=== INFORMATION ===

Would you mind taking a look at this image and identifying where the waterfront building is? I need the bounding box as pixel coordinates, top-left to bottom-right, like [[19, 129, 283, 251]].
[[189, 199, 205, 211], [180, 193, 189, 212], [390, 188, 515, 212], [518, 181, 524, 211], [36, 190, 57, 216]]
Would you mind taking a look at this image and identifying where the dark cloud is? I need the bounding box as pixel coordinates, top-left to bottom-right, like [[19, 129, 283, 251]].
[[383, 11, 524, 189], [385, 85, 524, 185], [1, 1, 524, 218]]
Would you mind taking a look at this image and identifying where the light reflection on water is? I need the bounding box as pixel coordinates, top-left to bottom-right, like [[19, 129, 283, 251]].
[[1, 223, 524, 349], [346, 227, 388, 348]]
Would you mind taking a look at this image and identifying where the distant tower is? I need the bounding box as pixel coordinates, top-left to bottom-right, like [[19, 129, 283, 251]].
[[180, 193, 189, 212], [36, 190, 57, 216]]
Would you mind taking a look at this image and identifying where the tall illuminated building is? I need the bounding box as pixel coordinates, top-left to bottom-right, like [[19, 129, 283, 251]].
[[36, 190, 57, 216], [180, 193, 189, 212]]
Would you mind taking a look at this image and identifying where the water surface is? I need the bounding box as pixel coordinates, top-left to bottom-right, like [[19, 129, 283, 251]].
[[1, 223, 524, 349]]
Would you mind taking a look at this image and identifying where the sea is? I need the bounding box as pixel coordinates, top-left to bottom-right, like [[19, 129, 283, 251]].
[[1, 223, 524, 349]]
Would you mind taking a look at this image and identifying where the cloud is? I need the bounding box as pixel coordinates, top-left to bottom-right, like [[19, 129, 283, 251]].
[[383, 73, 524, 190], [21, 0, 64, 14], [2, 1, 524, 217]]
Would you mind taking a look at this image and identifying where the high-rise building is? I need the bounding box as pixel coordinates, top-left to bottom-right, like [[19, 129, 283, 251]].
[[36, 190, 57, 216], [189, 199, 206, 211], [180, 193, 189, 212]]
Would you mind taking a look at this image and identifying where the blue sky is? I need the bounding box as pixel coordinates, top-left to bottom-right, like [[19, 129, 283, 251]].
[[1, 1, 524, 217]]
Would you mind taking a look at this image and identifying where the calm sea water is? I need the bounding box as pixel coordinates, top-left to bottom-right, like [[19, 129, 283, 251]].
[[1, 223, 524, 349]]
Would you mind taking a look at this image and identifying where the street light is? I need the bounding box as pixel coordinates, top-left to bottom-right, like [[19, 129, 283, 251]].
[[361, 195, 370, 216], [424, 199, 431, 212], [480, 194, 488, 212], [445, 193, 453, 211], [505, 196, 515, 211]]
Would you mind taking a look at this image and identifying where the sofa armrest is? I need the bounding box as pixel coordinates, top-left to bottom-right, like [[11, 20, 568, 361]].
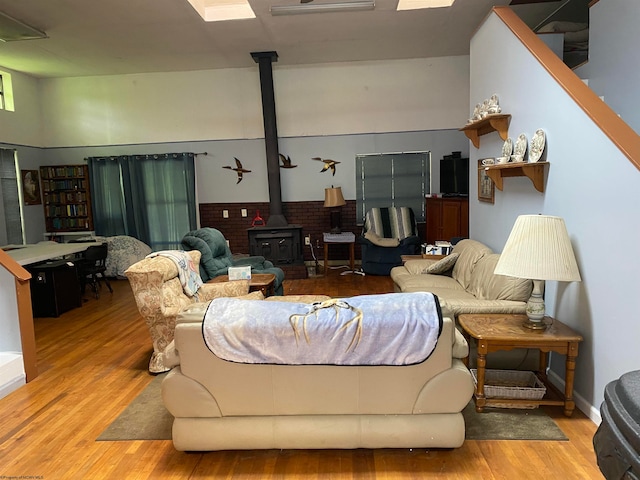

===

**BRIEF:** Could you transcribe exactly the lines from the one with "where the calm" through the end of the data, both ends included, and nothing else, skipping the pictures?

**RESPONSE TO THE TASK:**
Would you mind taking a look at this image and identifying where the calm sea water is? I need the bounding box as pixel coordinates, top-left to bottom-right, like [[19, 129, 283, 251]].
[[1, 223, 524, 349]]
Would you mind taking a look at this image and identifying where the street light is? I need the bounding box as pixel coordinates, top-left to bottom-right, like [[19, 129, 283, 251]].
[[361, 195, 370, 216], [424, 199, 431, 212], [480, 194, 488, 212], [445, 193, 453, 211], [505, 196, 515, 211]]
Would you mind taking a look at this image and identifying where the sofa armrest is? I need the bounding box as pixel coordinates, top-left to bottom-right, like [[11, 20, 568, 361]].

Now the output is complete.